[Natural language region descriptions]
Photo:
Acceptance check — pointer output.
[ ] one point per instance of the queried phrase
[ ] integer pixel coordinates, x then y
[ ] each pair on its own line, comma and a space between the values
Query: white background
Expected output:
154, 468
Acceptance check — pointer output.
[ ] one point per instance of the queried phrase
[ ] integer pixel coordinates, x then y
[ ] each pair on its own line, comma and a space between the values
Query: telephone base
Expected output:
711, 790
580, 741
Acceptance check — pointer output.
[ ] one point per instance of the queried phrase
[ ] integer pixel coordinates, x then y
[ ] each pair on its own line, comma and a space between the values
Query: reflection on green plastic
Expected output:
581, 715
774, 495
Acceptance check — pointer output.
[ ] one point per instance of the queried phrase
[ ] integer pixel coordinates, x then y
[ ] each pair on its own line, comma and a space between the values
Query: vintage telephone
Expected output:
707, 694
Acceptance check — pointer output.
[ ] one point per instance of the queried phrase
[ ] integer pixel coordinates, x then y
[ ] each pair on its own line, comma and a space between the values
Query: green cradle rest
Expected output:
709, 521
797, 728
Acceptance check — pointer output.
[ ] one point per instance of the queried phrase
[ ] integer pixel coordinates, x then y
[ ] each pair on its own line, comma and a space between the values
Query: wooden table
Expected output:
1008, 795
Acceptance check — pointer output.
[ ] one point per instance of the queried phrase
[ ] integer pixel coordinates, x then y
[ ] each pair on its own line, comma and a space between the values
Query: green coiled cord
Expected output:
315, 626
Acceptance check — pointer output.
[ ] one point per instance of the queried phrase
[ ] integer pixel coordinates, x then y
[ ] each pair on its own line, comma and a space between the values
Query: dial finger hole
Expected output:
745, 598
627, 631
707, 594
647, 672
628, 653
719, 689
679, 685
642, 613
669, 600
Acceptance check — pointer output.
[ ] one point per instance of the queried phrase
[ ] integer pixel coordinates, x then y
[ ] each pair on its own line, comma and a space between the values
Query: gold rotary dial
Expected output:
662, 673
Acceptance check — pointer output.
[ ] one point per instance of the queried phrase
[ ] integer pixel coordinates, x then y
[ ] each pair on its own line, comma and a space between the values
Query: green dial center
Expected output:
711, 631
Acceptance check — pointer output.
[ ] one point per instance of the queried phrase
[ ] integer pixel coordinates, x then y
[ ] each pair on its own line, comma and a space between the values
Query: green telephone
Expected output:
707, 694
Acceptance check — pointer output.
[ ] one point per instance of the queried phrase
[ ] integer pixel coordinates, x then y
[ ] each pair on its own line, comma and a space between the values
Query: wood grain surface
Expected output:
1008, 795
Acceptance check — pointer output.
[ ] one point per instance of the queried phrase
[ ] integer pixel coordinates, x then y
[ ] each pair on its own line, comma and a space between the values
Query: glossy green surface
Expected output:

**What you have to do**
What is needed is an exact copy of all the entries.

**Exercise result**
Photo:
Acceptance check — pointer output.
[ ] one point per instance of the queried phrase
[ ] integer pixel coordinates, x then y
[ ] each pair on its own line, comma and a space between the values
Query: white background
Expected output:
154, 468
Acceptance check — pointer output.
[ ] one point per instance of the queried phrase
[ ] integer pixel coordinates, x then y
[ ] each pair on its own line, comma and a space between the values
Query: telephone base
Expected output:
711, 790
580, 741
Acceptance check — pointer output.
[ ] one point per instance of the queried phrase
[ ] integer pixel coordinates, x then y
[ ] each pair on its own line, comma and a space between the values
Query: reflection on green plastic
Expected output:
581, 715
774, 495
Acceptance check — pointer output.
[ ] one point per instance of the queried phrase
[ ] integer pixel coordinates, x then y
[ ] each pair on its own line, comma and a space between the values
Query: vintage telephone
Expected output:
707, 694
Acceptance check — pointer output.
[ ] one point per instance of the queried phrase
[ ] integer pixel coordinates, x then y
[ ] each pair on its own line, comma and a space between the values
Query: green cradle rest
Expected output:
709, 521
797, 728
Acceptance check — pointer output.
[ ] one point per instance of the queried phrase
[ ] integer pixel coordinates, x then y
[ ] each pair on its own line, comma and a space between the values
Query: wooden table
Expected output:
1008, 795
Acceptance check — pointer output.
[ ] one point per instance of the queried phrase
[ ] integer pixel coordinates, x then y
[ ] each pair on its own line, comma and a space between the values
Query: green coiled cord
Expected output:
315, 626
Acceptance check — pointer output.
[ ] one point per instance of the queried phrase
[ ] integer pixel coordinates, x then y
[ ] each pair on its own line, comma and a space between the values
Query: dial finger hole
Expected output:
745, 598
627, 631
707, 594
647, 672
628, 653
719, 689
679, 685
642, 613
669, 600
Acceptance check — pointer output.
[ ] one point per instance of the queried phrase
[ ] integer pixel coordinates, x then y
[ ] each pair on its own line, comma and a space between the values
Query: gold rotary dial
Expected output:
662, 673
Acceptance check — pointer output.
[ ] one point per instance of the queried phrase
[ ] integer pixel coordinates, x then y
[ ] each pair on its own line, comma and a space between the values
Query: green dial center
Expected output:
711, 631
Acceptance check — pointer output.
[ ] one point per instance of the queried phrase
[ ] integer pixel coordinates, x then y
[ ] each pair on its own line, comma and a space between the values
Query: green telephone
Expected output:
707, 694
Acceptance check — pointer output.
[ ] one point per instance of the queried phrase
[ ] integer pixel coordinates, x then y
[ ] each pair on its own line, comma and a space between the values
Query: wood grain surface
Expected output:
1008, 795
Acceptance check — pointer output.
[ ] one point per instance of the queried phrase
[ ] integer pixel coordinates, x then y
[ ] each pair on its own line, comma and a space between the values
Query: glossy green surface
Expected output:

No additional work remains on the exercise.